Content starts

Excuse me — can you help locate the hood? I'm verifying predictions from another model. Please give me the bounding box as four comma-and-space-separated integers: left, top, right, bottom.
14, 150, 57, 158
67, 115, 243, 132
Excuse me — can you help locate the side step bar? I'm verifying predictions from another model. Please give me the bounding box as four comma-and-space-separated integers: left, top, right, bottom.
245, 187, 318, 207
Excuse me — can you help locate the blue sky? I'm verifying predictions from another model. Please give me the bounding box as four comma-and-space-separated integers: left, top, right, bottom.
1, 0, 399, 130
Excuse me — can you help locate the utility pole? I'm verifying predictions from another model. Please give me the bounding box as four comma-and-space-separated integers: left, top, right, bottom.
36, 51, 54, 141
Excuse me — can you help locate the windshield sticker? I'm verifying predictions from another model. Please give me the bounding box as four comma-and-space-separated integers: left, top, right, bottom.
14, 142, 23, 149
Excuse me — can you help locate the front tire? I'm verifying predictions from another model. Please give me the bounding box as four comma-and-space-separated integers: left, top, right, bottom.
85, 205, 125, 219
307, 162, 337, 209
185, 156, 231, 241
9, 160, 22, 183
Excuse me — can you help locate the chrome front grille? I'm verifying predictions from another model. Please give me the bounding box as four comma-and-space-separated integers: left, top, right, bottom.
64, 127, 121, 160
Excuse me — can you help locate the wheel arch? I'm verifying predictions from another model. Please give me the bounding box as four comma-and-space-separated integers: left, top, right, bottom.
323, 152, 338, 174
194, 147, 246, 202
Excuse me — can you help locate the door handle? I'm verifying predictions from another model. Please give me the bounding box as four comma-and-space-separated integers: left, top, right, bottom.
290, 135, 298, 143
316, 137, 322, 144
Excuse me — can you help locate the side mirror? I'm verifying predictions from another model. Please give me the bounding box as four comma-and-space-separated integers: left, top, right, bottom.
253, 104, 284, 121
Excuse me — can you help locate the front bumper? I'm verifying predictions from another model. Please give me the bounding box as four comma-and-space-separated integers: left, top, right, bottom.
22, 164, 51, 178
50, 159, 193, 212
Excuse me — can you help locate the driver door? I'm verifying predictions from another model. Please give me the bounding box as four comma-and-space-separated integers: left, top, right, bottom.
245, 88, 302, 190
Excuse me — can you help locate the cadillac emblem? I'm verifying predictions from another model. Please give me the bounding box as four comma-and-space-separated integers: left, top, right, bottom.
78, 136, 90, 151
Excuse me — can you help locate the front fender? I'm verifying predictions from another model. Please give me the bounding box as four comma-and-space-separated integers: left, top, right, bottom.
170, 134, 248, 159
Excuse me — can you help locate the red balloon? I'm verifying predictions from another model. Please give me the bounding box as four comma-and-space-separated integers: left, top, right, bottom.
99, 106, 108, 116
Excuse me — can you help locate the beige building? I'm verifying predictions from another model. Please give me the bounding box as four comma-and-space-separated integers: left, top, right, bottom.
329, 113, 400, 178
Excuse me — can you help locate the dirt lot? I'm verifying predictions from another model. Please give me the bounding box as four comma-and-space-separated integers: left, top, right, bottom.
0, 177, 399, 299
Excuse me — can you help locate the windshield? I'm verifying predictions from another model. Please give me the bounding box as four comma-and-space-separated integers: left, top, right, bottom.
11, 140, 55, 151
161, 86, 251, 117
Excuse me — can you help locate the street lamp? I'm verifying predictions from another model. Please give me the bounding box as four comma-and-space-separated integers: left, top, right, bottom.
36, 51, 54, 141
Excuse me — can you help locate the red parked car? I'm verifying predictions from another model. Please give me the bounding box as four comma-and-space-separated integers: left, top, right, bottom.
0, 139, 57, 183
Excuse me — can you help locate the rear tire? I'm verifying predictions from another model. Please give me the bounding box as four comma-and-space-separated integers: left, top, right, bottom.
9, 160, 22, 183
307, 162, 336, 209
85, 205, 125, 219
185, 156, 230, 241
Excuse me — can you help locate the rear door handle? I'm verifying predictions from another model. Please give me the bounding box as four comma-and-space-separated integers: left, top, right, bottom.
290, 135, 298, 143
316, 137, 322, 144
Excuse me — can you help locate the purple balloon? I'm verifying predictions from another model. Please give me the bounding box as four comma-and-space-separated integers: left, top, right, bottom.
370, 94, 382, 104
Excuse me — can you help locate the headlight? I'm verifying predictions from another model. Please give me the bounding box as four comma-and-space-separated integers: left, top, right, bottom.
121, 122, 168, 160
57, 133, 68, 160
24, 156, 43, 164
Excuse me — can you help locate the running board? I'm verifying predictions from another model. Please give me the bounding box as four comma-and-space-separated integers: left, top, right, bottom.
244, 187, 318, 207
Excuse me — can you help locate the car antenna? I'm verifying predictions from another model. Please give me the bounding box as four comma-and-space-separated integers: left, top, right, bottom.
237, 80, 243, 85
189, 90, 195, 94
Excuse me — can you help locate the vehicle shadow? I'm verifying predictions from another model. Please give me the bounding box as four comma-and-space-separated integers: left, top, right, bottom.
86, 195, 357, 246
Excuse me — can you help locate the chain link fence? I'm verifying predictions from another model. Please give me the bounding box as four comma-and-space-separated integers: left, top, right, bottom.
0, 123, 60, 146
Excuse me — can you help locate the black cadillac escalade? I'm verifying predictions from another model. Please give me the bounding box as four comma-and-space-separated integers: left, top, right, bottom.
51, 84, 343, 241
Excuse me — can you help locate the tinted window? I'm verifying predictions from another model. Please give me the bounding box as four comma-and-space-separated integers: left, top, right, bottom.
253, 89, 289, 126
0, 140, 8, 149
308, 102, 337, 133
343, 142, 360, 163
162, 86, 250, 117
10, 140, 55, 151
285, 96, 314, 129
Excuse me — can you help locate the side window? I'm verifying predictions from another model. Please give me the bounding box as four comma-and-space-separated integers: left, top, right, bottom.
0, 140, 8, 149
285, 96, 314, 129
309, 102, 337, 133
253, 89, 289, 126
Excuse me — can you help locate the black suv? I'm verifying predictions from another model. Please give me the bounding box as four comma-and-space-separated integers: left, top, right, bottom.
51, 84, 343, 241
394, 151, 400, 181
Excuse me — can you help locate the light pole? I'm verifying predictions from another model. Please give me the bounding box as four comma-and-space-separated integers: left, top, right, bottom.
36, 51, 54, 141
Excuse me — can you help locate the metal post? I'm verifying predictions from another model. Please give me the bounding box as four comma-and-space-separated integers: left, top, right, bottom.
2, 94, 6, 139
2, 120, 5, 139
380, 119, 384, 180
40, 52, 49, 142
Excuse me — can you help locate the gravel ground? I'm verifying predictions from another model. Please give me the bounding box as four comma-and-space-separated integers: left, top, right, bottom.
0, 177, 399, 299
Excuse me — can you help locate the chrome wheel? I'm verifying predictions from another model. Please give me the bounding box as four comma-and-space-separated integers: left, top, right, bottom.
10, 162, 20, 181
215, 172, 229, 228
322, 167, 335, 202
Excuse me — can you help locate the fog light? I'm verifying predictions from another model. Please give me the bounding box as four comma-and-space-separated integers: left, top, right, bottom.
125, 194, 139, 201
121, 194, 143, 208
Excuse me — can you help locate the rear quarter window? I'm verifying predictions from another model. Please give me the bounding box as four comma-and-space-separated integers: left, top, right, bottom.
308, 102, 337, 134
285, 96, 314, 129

Content ends

The full listing needs to be output again, exactly as it reads.

# TASK SOLUTION
Excuse me — can you help locate the hood? I'm verifying predictions from another model. Please give me the bounding box as four comma-and-space-separated integers: left, top, right, bottom.
14, 150, 57, 158
67, 115, 243, 132
Excuse me — can you help locate the side step bar? I'm verifying predictions from another model. Please give me the bounding box as four comma-and-space-separated integers: left, top, right, bottom.
245, 187, 318, 207
Excuse me — can you help locate the blue sky? I'm verifying predictions from another model. Please give me the bounding box as four comma-and-space-separated integers: left, top, right, bottom.
1, 0, 399, 130
Excuse me — can you help locate the utility pole? I'm verifying predictions from another model. Please give me the bounding box as four comma-and-space-separated integers: left, top, right, bottom.
36, 51, 54, 141
Excuse me — can you help locate the windshield sticker? I'm verifying predictions from another model. Please give me the bounding box as four comma-and-space-separated integers: left, top, right, bottom.
14, 142, 23, 149
Excuse me — can you help locate the front tire? I'm verifying predictions from another model. Please give me the bounding box as four comma-and-space-separated integers: left, top, right, bottom.
85, 205, 125, 219
307, 162, 337, 209
185, 156, 231, 241
9, 160, 22, 183
Excuse me — can you help locate the chrome front grille? I'm verifying predictions from another model. Please give me the bounding box as four comma-and-space-separated integers: left, top, right, bottom.
64, 127, 121, 160
Excuse me — can you help locate the wheel arch? I'm verifying predictions from another model. Please give me the bounding box as four comma-and-space-separated integers: left, top, right, bottom.
323, 152, 338, 174
194, 147, 246, 202
Excuse me — can you help locate the door handle? I'm verifying predictions from another model. Please give me the bounding box as four comma-and-space-separated integers: left, top, right, bottom.
290, 135, 298, 143
316, 137, 322, 144
Excuse me — can you help locate the side mirror? I'm verifying predictions from another model. Please give me the bounding box as four comma-and-space-separated integers: left, top, right, bottom.
253, 104, 284, 121
Excuse me — can you help locate the front bumper? I'm verifying predictions from another model. Please give me the bounding box as four comma-and-space-separated integers: left, top, right, bottom.
22, 164, 51, 178
50, 159, 193, 212
Excuse me — can you help locate the driver door? I'm verifying predictions from another model. Please give me the bounding box as four comma-and-space-separated integers: left, top, right, bottom.
245, 88, 302, 190
Excuse me — can you help locate the cadillac emblem? I'm verifying predictions from another model. Please give me the bounding box as four comma-and-space-separated integers: left, top, right, bottom.
78, 136, 90, 151
Excuse me — can you help locate the front fender? I'm verifying predictions from another model. Please give me the bounding box as four comma-and-space-separated integers: left, top, right, bottom.
170, 134, 248, 159
Excuse me — can you help locate the red balloon? I'm verifying predictions from another model. Please give me the bounding box as four comma-and-space-separated integers: left, top, right, bottom.
99, 106, 108, 116
Excuse me — can you help locate the beige building? I'm verifying predictions from another model. Please give me the bounding box as four comma-and-space-separated integers: left, top, right, bottom.
329, 113, 400, 178
Excuse me — can you help locate the dirt lot? I'm verifying predictions from another model. Please give me the bounding box as four comma-and-space-separated integers: left, top, right, bottom.
0, 177, 399, 299
Excuse me — can you help locate the windshield? I'm verifying predictions from another model. Please give me the bounding box as four comma-and-space-separated integers: left, top, right, bottom.
11, 140, 55, 151
161, 86, 251, 117
Excuse me — can you help locate the street lamp? I'm verifying predictions from another model. Please give me the bounding box as four comma-and-space-separated integers: left, top, right, bottom.
36, 51, 54, 141
Excuse me — can you help locate the red parked car? I'm verifying predictions from another model. Please give me the bounding box as four comma-and-space-separated integers: left, top, right, bottom.
0, 139, 57, 183
Excuse me — can you help locate the rear tire? I'm verifying predictions from another model. Please give me the bounding box as four comma-and-space-separated integers: left, top, right, bottom.
9, 160, 22, 183
307, 162, 336, 209
85, 205, 125, 219
185, 156, 230, 241
Excuse me — can you help locate the rear door handle? I'm verifying predictions from another model. Please give me the bounding box as four comma-and-space-separated integers: left, top, right, bottom.
290, 135, 298, 143
316, 137, 322, 144
Excuse me — can you help locate the purple balloon? I'm verifying predictions from another model. Please give me the bounding box as four comma-and-space-separated integers: left, top, right, bottom.
370, 94, 382, 104
Excuse me — can you help locate the headlight? I'm verifying predictions from another model. Please give me the bounding box as four comma-and-space-separated integers: left, top, right, bottom.
121, 122, 168, 160
57, 133, 68, 160
24, 156, 43, 164
Excuse me — can you help locate the running board? I'm verifying predictions from another model. Please give me the bounding box as four comma-and-space-separated integers: left, top, right, bottom.
244, 187, 318, 207
Excuse me — can you help locate the car antenna? I'm verifying predictions from another model. Please give me the bounding box as four comma-and-space-separated integers: left, top, right, bottom.
237, 80, 243, 85
189, 90, 195, 94
Excuse me — can you help locate the vehicle shadow? I'm verifying predictions from another model. Please give me the bounding box as four comma-and-space-separated integers: left, top, right, bottom.
86, 195, 357, 246
Excuse me — can you help locate the chain link fence? I'm verifying predictions from another model. Please give me the bounding box as four comma-and-space-separated integers: left, top, right, bottom.
0, 123, 60, 146
Excuse me — can you help locate the black cadillac escalade? I'm verifying predictions from another model. Please give me the bounding box as four comma-and-space-separated integers: left, top, right, bottom.
51, 84, 343, 241
Excuse me — can you help locate the tinted window? I'm verifying predictions from another model. Please give me the bounding box as four comma-and-space-separated integers: left, top, right, bottom.
253, 89, 289, 126
0, 140, 8, 149
308, 102, 337, 133
343, 142, 360, 163
162, 86, 250, 117
10, 140, 55, 151
285, 96, 314, 129
Excuse me — can you help locate the side window? I'm verifying predictions from another model. Please give me the bounding box as four comma-and-space-separated integers: left, top, right, bottom.
0, 140, 8, 149
285, 96, 314, 129
309, 102, 337, 133
253, 89, 289, 126
Excuse me — can you help locate the black suv? I'm verifying predictions from another model. Please give me the bounding box as four comma-and-space-separated integers: left, top, right, bottom.
51, 84, 343, 241
394, 151, 400, 181
Excuse me — can you help locate the light pole? I'm verifying predictions from another model. Please give me the bounding box as four comma-and-space-separated integers: left, top, right, bottom.
36, 51, 54, 141
Excuse me — can you help locate the metal post? I'm verifying predictions from another model. Please give me the bounding box as four comma-and-space-separated integers: left, top, right, bottom.
2, 94, 6, 139
2, 120, 5, 139
380, 119, 384, 180
40, 52, 49, 142
Excuse me — can you help locate the gravel ground? I'm verifying predictions from another model. Please give me the bounding box as four comma-and-space-separated integers: left, top, right, bottom.
0, 177, 399, 299
Excuse me — can you help locate the chrome wheel? I'm verifying predictions from another model. Please give me the bounding box as four comma-and-space-separated integers: left, top, right, bottom.
10, 162, 20, 181
215, 172, 229, 228
322, 167, 335, 202
Excuse me — can you help locate the fog light? I'm verifying predictions from another model. Please give me the bounding box as four comma-and-space-separated integers: left, top, right, bottom.
125, 194, 139, 201
121, 194, 143, 208
Excuse me — can you help locate the rear quarter window? I'm verifying predictions from another model. Please give me the bounding box as four comma-and-space-separated integers: left, top, right, bottom.
308, 102, 337, 134
285, 96, 314, 129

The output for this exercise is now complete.